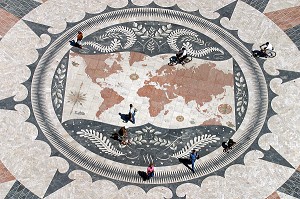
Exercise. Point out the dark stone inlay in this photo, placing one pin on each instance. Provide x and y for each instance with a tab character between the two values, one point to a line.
292	185
19	8
259	5
59	85
58	181
294	34
240	94
148	143
164	178
152	38
20	191
273	156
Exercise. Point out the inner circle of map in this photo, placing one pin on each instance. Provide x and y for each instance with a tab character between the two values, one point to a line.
57	135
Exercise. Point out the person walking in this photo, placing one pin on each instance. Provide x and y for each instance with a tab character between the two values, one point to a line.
79	38
150	171
131	113
193	157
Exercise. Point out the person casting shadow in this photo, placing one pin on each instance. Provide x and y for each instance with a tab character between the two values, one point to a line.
143	175
186	162
124	117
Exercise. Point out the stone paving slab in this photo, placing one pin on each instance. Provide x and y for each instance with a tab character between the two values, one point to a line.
60	104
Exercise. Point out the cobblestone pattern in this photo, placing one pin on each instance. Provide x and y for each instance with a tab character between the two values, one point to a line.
286	18
257	4
5	175
273	196
19	8
7	21
292	185
294	34
19	191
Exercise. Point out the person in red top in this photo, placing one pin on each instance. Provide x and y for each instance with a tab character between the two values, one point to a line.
150	170
79	37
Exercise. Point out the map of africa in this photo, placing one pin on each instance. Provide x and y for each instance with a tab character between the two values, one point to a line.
110	82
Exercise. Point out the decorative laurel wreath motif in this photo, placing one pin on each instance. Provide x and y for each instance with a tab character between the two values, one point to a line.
100	141
57	94
185	36
163	142
114	35
153	36
138	140
240	83
196	143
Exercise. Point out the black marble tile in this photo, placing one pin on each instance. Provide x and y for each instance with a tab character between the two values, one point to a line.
257	4
19	191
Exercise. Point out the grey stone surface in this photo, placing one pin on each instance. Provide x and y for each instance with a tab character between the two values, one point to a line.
257	4
19	191
292	185
294	34
19	8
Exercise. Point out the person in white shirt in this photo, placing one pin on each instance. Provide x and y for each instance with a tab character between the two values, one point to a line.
266	46
181	54
131	113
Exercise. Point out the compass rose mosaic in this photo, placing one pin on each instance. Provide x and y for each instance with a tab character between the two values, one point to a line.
79	97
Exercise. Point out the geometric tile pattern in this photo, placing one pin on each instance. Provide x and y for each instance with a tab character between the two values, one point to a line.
294	34
257	4
273	196
292	185
5	175
287	19
19	191
18	8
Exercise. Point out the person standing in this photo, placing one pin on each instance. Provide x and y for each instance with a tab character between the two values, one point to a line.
150	170
79	38
193	157
131	113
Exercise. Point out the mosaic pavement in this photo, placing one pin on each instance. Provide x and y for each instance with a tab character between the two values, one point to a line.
60	105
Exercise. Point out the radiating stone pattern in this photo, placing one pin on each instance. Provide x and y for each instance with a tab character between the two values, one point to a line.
287	19
19	8
257	4
19	191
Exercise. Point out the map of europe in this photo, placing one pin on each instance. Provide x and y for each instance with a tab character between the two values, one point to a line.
156	88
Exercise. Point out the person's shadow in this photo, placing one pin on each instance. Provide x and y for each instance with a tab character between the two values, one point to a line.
258	53
143	174
124	117
186	162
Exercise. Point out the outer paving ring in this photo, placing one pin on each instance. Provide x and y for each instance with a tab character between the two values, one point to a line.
60	139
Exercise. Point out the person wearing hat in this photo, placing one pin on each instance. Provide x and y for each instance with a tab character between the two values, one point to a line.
181	54
124	135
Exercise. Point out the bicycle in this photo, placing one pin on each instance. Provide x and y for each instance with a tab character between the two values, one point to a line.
270	53
264	53
174	60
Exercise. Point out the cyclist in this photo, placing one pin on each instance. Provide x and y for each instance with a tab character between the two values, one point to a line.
265	47
181	55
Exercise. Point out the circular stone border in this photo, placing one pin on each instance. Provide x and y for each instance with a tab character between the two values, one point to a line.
59	138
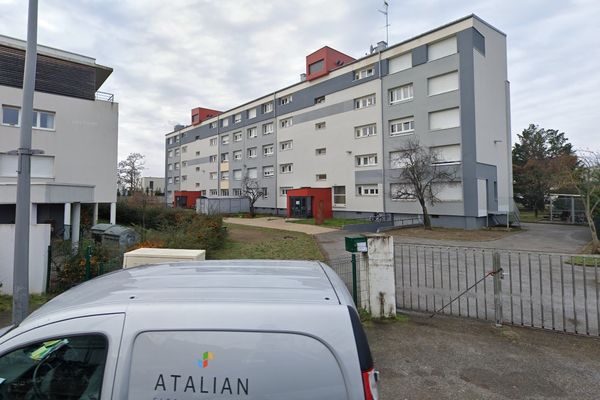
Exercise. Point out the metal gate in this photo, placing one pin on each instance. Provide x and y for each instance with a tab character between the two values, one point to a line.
543	290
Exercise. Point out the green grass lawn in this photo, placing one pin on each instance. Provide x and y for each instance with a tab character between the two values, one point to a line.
331	223
247	242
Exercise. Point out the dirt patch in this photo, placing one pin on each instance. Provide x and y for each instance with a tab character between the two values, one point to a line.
480	235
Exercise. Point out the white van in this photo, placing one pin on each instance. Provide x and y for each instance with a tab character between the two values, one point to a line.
242	329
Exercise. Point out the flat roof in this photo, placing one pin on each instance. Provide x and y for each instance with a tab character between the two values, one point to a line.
102	71
232	281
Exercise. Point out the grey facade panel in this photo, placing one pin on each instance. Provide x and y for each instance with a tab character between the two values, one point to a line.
467	121
419	55
370	176
478	41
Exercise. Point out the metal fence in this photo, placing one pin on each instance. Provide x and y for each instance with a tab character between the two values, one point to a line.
343	267
543	290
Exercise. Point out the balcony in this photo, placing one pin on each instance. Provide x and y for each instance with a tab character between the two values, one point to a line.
103	96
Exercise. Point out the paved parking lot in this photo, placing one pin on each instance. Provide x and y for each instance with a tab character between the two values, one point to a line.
451	358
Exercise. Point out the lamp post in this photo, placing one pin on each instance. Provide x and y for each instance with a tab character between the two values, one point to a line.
23	207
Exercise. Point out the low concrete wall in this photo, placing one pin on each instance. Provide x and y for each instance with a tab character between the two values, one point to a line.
39	240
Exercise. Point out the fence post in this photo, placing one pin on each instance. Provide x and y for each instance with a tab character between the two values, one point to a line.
354	279
88	263
49	267
497	288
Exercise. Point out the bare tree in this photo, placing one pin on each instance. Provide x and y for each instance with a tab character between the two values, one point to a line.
252	191
420	176
585	179
130	172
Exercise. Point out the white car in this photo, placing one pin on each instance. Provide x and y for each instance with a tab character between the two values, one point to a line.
244	329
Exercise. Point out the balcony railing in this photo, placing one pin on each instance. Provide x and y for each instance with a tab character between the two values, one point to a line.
103	96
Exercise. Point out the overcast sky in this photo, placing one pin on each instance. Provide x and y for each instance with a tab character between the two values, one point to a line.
170	56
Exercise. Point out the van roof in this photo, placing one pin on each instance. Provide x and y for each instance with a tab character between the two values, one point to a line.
242	281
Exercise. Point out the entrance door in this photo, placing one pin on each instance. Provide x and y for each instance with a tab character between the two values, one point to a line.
301	207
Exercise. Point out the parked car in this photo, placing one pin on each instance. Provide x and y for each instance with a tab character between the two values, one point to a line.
219	329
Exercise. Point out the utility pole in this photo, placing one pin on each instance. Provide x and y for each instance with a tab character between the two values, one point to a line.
387	25
23	207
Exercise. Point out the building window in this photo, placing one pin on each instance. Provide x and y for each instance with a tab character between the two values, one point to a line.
403	126
367	190
444	119
366	160
285	123
287	145
316	66
339	196
402	93
441	49
398	159
285	100
442	83
267	107
400	63
268	128
364	73
364	102
268	171
268	150
43	120
402	192
286	168
447	154
365	131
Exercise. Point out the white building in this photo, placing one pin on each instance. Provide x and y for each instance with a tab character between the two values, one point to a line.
76	129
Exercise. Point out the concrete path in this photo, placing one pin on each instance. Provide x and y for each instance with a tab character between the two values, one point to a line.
550	238
279	223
────────
— REQUIREMENT —
Transcribe the full listing above exactly as it stands, minus the pictures.

— WRITTEN SOLUTION —
Exercise. Point out the dark stone inlay in this photo, placing one pin on each instance. Provide x and y for each instance with a tab character between the two values, one point to a line.
292	185
19	8
259	5
59	85
58	181
294	34
240	94
148	143
164	178
152	38
20	191
273	156
Exercise. Point out the inner circle of map in this photo, placing one pin on each instance. Provide x and y for each instance with a tab character between the two values, one point to a line.
57	135
Exercise. Point out the person walking in this photo, placing one pin on each instance. Provide x and y for each instance with a tab character between the two values, one point to a line.
79	38
150	171
131	113
193	157
Exercise. Point out the person casting shadow in this photo, placing one pin on each instance. Provide x and y for each instance with a tab character between the two values, one point to a line.
143	175
186	162
124	117
Exercise. Point out the stone paving slab in this photo, placing one pin on each instance. Provide x and y for each instance with a tab character between the two values, one point to a line.
60	104
Exercise. Point out the cobblestone pattern in this photo, placing one pin on each instance. Provide x and y for each instance with a tab character between the two values, one point to a line.
286	18
257	4
5	175
273	196
19	8
7	21
292	185
294	34
19	191
Exercise. Point out the person in red top in this photo, placing one pin on each instance. Provide x and y for each instance with a tab character between the two values, one point to a line.
150	170
79	37
Exercise. Point out the map of africa in this photo, placing one pin on each instance. Provide x and y for each instance with a tab character between the two values, one point to a line.
110	82
Exercise. Point out the decorative laurel wreath motif in this photo, placing one pin on each instance. Provide x and y for each instance with a tab character between the two values, one point to a line.
100	141
57	94
185	36
163	142
114	35
153	36
138	140
240	83
196	143
Exercise. Point out the black marble tile in this photo, placing one pin on each instance. Provide x and y for each instance with a tab character between the two values, one point to a line.
257	4
19	191
Exercise. Point out the grey stone surface in this photo, placing one pin on each instance. Provide x and y for each instance with a tab character between the two values, one point to a line.
257	4
19	191
292	185
294	34
19	8
Exercise. Point out the person in white shirt in this photo, placing one pin on each instance. Provide x and y for each instance with a tab character between the two values, one point to a line.
266	46
181	54
131	113
Exercise. Point out the compass rose mosaic in this photo, placing one pin on each instance. Provide x and y for each instance with a tab character between the two values, one point to a line.
79	97
Exercise. Point out the geometric tile pattern in this photo, placing one pin on each instance. Provide x and y for each instance with a tab character between the two values, one point to a line.
294	34
257	4
273	196
292	185
5	175
287	19
19	191
18	8
Exercise. Point out the person standing in this photo, placing one pin on each instance. Provide x and y for each instance with a tab character between the two values, one point to a line.
150	170
79	38
193	157
131	113
Exercise. Point out the mosaic pavement in this photo, placing one pin on each instance. Provide x and y for each instance with a tab character between the two values, one point to a line.
60	105
Exercise. Point out the radiating stone pattern in this photo, placing one pin on each instance. Provide x and y for each instance with a tab character between the two values, one point to a line.
287	19
19	8
257	4
19	191
Exercise. Point out the map of europe in this photo, placing one pin on each instance. Provide x and y for each instance with a tab character between the two values, one point to a line.
156	88
Exercise. Point out the person's shadow in this photo, placing one pin on each instance. Provide x and y for each instance with a tab character between the two values, one point to a line.
258	53
143	174
124	117
186	162
Exercise. Point out the outer paving ring in this photo, placing one pin on each instance. Provide x and y for each instance with a tab character between the two values, one point to a line.
60	139
Exercise. Point out the person wearing hat in this photo, placing one pin on each instance. Provide x and y for each instance with a tab character between the two values, one point to a line.
181	54
124	135
Exercise. Point out the bicycle in this photo, placing one pin on each instance. Provide x and y for each instance with a tab character between the two values, one point to a line.
270	53
264	53
174	60
Exercise. Point out the cyclist in this photo, placing one pin on each instance. Provide x and y for each instance with a tab character between the two values, one point to a line.
265	47
181	55
Exercise. Point out the circular stone border in this photo, placing one pin on each instance. Provide x and y for each instance with a tab character between the two values, one point to a line.
59	138
Exercise. Point out the metal gate in this photo, placing one pin on each instance. Provide x and y for each instance with a tab character between the two values, one point to a line.
543	290
Exercise. Point out the green grass lawn in this photo, placing one pin on each instance. Provide x and y for each instance with a tab character between the two values, one point to a line.
331	223
247	242
Exercise. Point out the dirt patch in this photo, placing one pin on each instance. Provide x and y for each instance with a tab character between the two values, one point to a line.
480	235
Exercise. Point out the white van in this photo, placing one pin on each instance. Provide x and y for each instance with a tab character between the two values, one point to a line.
242	329
Exercise. Point out the flat roof in this photo, placing one pin on each instance. Provide x and y for each instance with a tab character between the two values, one point to a line.
102	71
232	281
Exercise. Point out the grey facade panel in this photo, placing one pin on each instance. Provide x and y for each instance with a tab character between the two values, one point to a line.
467	121
419	55
370	176
478	41
Exercise. Point out the metal fence in this photo, placing one pin on each instance. Provide x and y for each instance with a tab character between the two values, one point to a line.
343	267
543	290
Exercise. Point out the balcony in this photo, placing one pin on each instance. Provide x and y for each instance with a tab character between the two values, one point to a line.
103	96
Exercise. Point out the paved parking lot in this photo, placing one pin on each instance. Provide x and y for each instance with a tab character between the two values, one point to a line.
451	358
Exercise. Point out the lamp post in this photo, placing one pin on each instance. Provide x and y for each instance with a tab character between the two values, one point to a line.
23	207
Exercise. Point out the low concrete wall in this photo, placing one pin on each instance. Provide x and y for each instance with a tab character between the two values, one point to a line.
39	240
Exercise. Point out the fence post in this photo, placing one pin on each instance. Provide x and y for each instance with a tab character between the two values, one point to a line.
354	279
88	263
49	267
497	288
Exercise. Point out the bare tree in this photo, placing one pin on each instance. Provide x and y for each instance with a tab character between the two values, one point to a line.
252	191
420	176
585	179
130	172
Exercise. Point out the white car in this photo, placing one pin on each instance. Provide x and y for each instance with a tab character between the two values, one point to a line.
244	329
Exercise. Point out the balcony railing in this photo, placing one pin on each instance. Provide x and y for each instance with a tab character between the two values, one point to a line.
103	96
Exercise. Point out the overcast sky in this photo, placing one pin on each instance. Provide x and y for each instance with a tab character between the two values, one point to a line.
170	56
Exercise. Point out the van roof in this photo, placing one pin on each instance. Provide x and y for each instance with a tab character between the two values, one point to a line.
242	281
Exercise. Point out the entrance door in this photo, placing one pin on each instance. Provide x and y for each instance with a tab character between the two values, one point to a line.
301	207
Exercise. Point out the parked car in this photo, placing one pin on each instance. Provide x and y for each instance with a tab character between the two values, one point to a line.
219	329
Exercise. Point out the utility pole in this photo, placing one pin on each instance. Provide x and y for each instance with a tab character between the two values, one point to a line.
387	25
23	207
Exercise. Point out the building window in this photo, placing one pin on each instance. Provide x and y for each instance with a tab character between the two values, one point to a line.
403	126
367	190
444	119
366	160
285	123
287	145
316	66
339	196
402	93
441	49
398	159
285	100
442	83
267	107
400	63
268	128
364	73
364	102
268	171
268	150
43	120
402	192
286	168
447	154
365	131
Exercise. Point out the white building in this photo, placing one pin on each instance. Provide x and y for each instance with a tab character between the two values, one point to a line.
76	129
Exercise. Point out the concrete path in this photo, placing one pin on each instance. Provide x and y for each instance with a tab character between the two values, one point to a line.
550	238
279	223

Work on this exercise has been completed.